▸ What you are asked to do: Count the lines in the rows below that contain the word "building" and give only that number.
---- Excerpted records
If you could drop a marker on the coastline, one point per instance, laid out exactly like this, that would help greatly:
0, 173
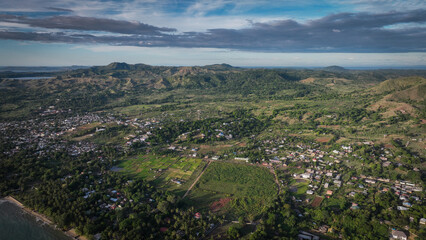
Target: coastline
70, 233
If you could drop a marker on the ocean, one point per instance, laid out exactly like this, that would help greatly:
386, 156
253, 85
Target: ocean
15, 224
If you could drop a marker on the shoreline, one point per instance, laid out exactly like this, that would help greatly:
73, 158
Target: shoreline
40, 217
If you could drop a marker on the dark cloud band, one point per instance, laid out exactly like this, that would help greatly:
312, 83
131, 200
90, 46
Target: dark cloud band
343, 32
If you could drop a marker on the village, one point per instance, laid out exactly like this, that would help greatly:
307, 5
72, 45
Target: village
307, 169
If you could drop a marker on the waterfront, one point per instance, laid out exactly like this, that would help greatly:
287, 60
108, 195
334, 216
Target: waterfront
16, 224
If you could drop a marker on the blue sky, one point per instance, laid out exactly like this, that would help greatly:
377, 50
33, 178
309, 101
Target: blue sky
350, 33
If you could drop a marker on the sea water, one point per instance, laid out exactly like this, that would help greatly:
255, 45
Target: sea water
15, 224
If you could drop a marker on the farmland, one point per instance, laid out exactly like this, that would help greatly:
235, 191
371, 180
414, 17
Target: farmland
161, 169
251, 188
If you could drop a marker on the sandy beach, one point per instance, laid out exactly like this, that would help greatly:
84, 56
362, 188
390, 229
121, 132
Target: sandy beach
71, 233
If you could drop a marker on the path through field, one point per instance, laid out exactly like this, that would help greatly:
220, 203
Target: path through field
196, 180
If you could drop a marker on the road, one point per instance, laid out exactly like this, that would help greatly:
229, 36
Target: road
196, 180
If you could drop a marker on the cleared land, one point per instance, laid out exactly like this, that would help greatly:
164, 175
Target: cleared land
161, 169
250, 188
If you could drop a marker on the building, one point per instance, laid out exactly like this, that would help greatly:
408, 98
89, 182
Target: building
398, 235
307, 236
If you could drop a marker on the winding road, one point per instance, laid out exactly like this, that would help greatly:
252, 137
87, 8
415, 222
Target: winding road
196, 180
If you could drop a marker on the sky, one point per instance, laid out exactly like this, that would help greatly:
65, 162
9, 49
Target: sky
287, 33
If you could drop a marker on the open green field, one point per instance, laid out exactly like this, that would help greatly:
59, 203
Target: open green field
250, 188
161, 169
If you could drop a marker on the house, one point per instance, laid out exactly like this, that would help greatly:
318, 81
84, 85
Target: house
354, 206
398, 235
323, 228
306, 175
241, 159
307, 236
401, 208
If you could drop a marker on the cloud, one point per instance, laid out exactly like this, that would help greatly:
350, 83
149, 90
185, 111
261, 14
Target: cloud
87, 24
343, 32
59, 9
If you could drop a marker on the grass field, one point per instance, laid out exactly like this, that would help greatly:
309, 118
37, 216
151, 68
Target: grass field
162, 169
251, 188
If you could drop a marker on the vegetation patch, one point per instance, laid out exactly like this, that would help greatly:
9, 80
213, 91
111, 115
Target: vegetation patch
250, 187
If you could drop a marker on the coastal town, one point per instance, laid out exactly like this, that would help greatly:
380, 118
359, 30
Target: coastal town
310, 172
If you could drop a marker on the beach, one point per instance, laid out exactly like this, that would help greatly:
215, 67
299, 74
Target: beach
40, 217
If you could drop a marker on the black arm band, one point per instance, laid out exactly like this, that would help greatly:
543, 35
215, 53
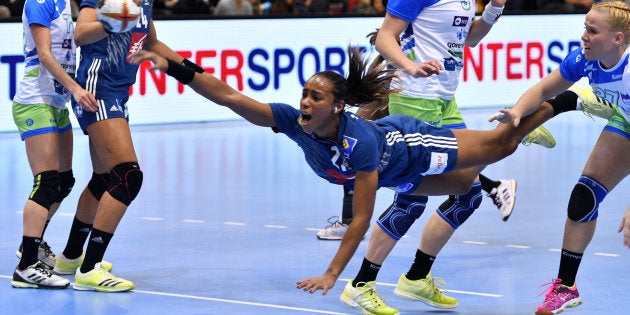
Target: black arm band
192, 65
179, 72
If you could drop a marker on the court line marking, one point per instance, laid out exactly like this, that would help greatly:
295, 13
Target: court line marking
204, 298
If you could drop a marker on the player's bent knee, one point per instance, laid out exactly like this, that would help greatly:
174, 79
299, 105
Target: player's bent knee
98, 185
405, 210
66, 183
585, 199
457, 209
46, 189
125, 180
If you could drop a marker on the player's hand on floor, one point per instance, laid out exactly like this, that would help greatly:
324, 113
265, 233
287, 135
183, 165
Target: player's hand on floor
323, 282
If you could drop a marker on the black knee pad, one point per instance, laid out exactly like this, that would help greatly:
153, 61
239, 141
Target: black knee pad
67, 182
125, 180
46, 188
457, 209
585, 198
98, 184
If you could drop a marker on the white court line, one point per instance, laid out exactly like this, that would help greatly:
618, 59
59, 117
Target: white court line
203, 298
449, 290
271, 226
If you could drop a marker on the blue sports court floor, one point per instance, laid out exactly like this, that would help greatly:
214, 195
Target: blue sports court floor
226, 221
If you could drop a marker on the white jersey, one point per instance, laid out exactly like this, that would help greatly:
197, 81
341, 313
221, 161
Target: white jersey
611, 84
38, 86
437, 31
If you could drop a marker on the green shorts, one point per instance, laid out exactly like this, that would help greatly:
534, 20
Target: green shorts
618, 124
36, 119
437, 112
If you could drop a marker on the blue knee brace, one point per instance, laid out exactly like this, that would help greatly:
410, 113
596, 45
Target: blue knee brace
585, 199
456, 210
405, 210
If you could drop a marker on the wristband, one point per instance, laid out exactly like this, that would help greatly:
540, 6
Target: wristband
491, 14
180, 73
192, 65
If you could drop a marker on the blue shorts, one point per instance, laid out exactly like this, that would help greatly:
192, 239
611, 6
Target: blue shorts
107, 108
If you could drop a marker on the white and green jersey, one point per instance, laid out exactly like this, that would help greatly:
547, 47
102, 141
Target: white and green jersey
437, 31
38, 86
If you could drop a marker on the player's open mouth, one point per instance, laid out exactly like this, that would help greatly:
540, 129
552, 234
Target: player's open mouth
304, 118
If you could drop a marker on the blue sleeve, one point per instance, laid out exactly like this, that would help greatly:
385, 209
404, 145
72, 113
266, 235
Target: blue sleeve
40, 13
89, 3
408, 10
286, 118
572, 68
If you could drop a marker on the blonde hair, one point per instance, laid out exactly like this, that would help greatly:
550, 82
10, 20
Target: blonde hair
618, 16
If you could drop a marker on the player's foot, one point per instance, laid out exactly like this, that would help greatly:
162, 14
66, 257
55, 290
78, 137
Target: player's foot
425, 290
335, 231
44, 254
557, 297
39, 277
366, 299
540, 136
504, 197
591, 104
66, 266
99, 279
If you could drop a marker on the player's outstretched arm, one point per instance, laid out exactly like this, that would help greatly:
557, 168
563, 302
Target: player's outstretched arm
211, 88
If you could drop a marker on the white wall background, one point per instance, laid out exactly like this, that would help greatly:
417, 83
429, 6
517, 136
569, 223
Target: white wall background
517, 53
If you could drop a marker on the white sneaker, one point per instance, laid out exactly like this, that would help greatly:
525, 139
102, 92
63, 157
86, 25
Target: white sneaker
44, 254
335, 231
504, 196
39, 277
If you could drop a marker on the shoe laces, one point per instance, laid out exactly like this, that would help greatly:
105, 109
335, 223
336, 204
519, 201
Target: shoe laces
436, 284
550, 292
368, 293
334, 222
39, 267
47, 250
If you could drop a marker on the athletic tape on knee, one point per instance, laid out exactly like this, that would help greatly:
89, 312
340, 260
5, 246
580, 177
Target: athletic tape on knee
67, 182
98, 184
125, 181
405, 210
46, 187
457, 209
585, 199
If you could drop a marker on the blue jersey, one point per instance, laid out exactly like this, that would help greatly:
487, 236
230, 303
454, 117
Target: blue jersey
401, 148
611, 84
103, 69
38, 86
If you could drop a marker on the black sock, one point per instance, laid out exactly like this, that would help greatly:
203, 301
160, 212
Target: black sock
367, 273
346, 211
487, 184
97, 245
421, 266
569, 264
78, 234
30, 246
563, 102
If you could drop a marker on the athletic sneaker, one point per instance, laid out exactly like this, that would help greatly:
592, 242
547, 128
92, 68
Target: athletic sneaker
425, 290
39, 277
335, 231
540, 136
366, 299
591, 104
99, 279
66, 266
557, 297
504, 196
44, 254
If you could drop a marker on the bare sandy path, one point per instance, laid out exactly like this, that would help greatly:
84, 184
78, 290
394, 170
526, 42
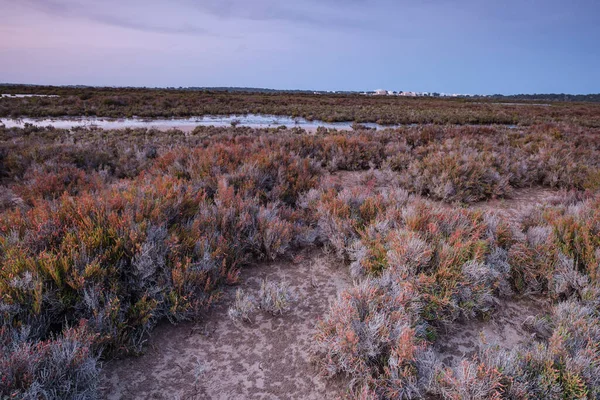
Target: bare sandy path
220, 359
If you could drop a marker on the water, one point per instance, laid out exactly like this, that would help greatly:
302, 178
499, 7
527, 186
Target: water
28, 95
250, 120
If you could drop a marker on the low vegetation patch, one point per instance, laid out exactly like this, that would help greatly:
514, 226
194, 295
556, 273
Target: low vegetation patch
105, 233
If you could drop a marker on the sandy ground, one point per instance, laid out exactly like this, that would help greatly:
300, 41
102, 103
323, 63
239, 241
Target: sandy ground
504, 328
219, 359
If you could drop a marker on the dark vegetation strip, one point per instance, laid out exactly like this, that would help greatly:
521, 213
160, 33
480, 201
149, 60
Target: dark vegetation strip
129, 102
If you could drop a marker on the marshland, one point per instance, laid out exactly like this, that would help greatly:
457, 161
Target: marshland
454, 256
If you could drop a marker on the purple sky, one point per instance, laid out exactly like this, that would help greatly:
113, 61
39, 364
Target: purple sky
452, 46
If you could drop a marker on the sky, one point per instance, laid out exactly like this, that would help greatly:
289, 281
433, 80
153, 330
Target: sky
448, 46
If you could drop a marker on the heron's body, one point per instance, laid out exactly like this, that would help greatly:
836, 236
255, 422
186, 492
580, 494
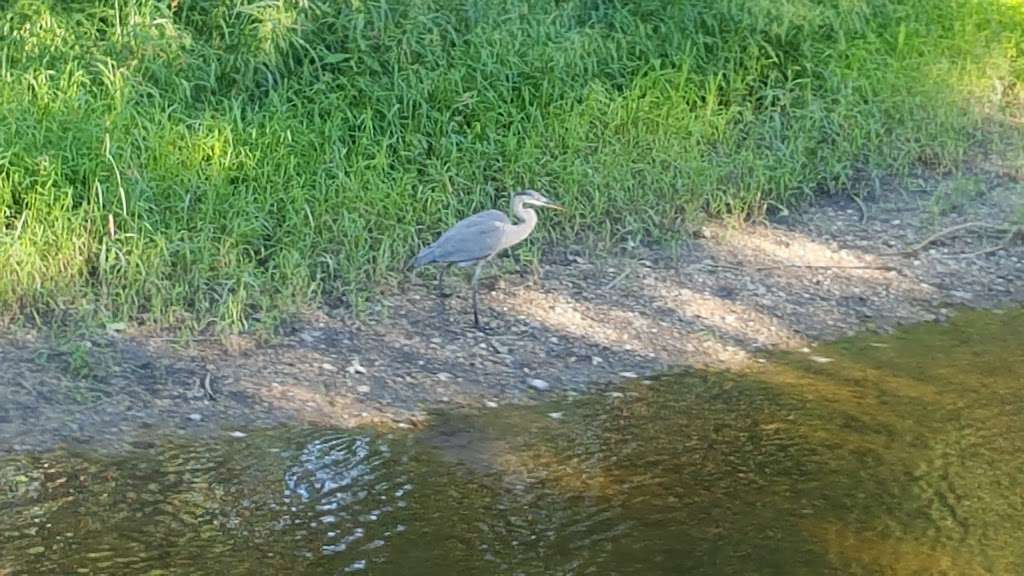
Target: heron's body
476, 239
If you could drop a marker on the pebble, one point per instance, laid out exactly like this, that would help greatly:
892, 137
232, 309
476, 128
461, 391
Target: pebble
355, 367
538, 383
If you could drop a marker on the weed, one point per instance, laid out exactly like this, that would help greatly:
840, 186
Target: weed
207, 162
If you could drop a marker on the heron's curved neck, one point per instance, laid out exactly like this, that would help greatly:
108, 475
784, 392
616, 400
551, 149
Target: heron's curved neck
527, 219
526, 215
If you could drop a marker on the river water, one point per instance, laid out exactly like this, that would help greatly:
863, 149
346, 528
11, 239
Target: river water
897, 454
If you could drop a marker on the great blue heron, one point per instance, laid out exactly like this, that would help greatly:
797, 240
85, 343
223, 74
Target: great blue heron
476, 239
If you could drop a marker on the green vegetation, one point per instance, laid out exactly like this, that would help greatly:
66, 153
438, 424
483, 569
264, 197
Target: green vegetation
207, 162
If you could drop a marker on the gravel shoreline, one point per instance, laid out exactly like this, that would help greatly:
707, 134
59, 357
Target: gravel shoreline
817, 274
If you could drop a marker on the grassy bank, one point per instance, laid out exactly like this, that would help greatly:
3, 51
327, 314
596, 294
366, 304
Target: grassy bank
207, 161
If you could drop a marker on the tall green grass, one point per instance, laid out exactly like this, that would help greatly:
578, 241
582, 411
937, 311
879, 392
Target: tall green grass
223, 160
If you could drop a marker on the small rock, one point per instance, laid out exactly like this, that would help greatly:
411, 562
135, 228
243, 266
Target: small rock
538, 383
355, 367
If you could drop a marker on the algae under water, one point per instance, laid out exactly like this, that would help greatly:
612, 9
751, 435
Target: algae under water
896, 454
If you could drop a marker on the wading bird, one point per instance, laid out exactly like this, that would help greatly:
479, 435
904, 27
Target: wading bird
476, 239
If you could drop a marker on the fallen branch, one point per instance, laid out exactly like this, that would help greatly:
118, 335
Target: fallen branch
1003, 245
949, 231
885, 268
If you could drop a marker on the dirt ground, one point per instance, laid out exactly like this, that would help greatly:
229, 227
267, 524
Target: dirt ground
828, 270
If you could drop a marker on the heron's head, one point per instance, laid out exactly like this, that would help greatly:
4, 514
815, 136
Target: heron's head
534, 198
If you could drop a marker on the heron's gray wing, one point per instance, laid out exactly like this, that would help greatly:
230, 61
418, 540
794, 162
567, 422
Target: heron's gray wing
471, 239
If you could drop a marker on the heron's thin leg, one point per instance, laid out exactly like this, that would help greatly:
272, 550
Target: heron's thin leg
476, 279
440, 279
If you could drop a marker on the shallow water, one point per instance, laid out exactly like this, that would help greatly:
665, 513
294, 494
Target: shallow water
901, 454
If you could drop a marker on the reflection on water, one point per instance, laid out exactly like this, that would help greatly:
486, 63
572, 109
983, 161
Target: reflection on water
898, 455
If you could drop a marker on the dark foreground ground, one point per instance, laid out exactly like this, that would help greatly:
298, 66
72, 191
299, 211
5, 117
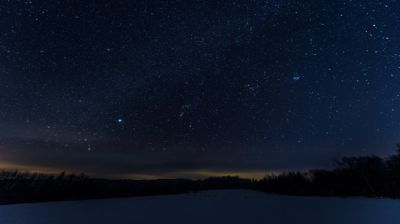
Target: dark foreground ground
223, 206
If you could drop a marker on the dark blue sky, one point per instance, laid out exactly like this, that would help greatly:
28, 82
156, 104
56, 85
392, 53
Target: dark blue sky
193, 88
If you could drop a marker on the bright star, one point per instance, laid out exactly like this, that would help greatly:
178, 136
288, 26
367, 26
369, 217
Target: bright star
296, 77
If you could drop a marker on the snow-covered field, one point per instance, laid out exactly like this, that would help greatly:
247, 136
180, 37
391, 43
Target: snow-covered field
230, 207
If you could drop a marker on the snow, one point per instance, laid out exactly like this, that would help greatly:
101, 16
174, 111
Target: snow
228, 206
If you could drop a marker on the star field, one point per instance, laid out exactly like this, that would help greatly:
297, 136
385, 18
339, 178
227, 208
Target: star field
178, 88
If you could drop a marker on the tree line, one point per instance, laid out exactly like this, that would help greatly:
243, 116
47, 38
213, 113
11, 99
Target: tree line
370, 176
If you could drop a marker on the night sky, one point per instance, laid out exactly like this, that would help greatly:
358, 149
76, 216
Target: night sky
161, 88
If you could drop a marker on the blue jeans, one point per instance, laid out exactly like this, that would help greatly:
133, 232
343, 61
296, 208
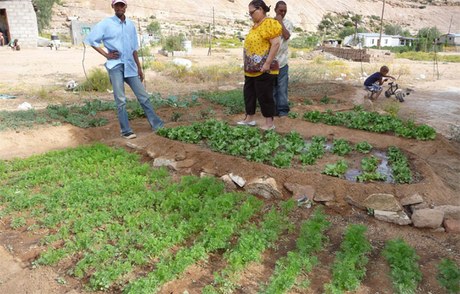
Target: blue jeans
118, 80
280, 92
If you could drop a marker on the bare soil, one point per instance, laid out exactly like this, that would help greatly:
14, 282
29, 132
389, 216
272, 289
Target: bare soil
436, 164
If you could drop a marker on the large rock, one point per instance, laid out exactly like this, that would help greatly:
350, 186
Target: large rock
265, 187
428, 218
299, 191
399, 217
386, 202
354, 203
452, 225
237, 179
161, 161
228, 182
411, 200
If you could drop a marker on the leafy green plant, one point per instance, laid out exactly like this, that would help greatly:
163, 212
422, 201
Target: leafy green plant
399, 165
337, 169
372, 122
363, 147
405, 272
341, 147
449, 275
369, 166
349, 266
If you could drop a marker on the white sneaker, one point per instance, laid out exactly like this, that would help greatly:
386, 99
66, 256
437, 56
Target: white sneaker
130, 135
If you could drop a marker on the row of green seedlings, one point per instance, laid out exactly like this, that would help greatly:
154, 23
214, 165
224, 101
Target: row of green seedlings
281, 152
117, 216
370, 121
397, 160
291, 270
252, 242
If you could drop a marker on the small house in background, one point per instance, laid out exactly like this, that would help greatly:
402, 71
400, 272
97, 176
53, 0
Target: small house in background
18, 20
372, 39
449, 39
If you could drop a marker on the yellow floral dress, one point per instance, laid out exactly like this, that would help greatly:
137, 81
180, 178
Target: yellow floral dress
257, 46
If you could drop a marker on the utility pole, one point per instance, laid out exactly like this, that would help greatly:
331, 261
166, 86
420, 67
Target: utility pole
450, 25
381, 25
211, 33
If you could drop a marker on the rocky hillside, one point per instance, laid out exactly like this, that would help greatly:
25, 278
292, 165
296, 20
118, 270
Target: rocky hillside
305, 14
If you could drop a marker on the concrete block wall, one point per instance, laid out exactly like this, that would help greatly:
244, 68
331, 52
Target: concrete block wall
22, 22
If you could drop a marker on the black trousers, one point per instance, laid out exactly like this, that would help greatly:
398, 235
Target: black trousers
260, 89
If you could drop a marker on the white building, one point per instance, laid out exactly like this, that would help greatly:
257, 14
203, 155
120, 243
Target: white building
372, 39
449, 39
19, 21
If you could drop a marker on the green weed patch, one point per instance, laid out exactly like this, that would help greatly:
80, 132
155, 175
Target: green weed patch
403, 261
114, 216
372, 122
349, 267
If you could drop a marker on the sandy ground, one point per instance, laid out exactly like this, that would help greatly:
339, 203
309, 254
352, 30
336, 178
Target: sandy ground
39, 78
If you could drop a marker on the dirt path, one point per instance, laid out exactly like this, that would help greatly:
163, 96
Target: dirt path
435, 102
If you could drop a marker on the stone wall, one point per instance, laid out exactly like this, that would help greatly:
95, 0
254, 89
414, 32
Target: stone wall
22, 22
363, 55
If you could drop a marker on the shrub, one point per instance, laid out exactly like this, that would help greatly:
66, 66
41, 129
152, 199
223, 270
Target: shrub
449, 276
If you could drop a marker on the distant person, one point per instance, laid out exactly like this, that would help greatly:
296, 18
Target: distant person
281, 83
119, 36
260, 67
14, 44
375, 81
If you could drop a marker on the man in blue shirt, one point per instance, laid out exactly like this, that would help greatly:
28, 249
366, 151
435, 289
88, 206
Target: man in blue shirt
119, 36
375, 81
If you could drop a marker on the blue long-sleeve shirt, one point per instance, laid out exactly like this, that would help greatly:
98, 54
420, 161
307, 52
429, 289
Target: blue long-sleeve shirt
116, 35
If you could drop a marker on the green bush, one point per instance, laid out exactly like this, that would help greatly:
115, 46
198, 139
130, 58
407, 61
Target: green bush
449, 275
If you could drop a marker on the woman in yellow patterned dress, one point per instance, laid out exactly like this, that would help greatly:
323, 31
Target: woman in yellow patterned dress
260, 66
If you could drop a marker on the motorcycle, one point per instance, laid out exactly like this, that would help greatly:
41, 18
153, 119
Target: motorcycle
395, 90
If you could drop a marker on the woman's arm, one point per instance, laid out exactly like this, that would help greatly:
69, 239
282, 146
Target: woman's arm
274, 46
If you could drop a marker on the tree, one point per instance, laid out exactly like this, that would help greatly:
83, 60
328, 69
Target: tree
426, 38
154, 28
43, 9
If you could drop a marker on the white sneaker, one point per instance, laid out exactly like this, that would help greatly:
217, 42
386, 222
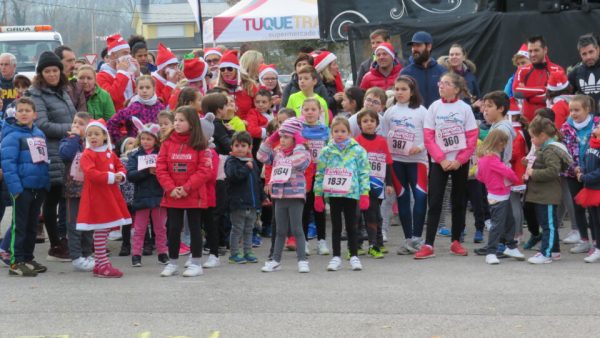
--------
▸ The reply: 4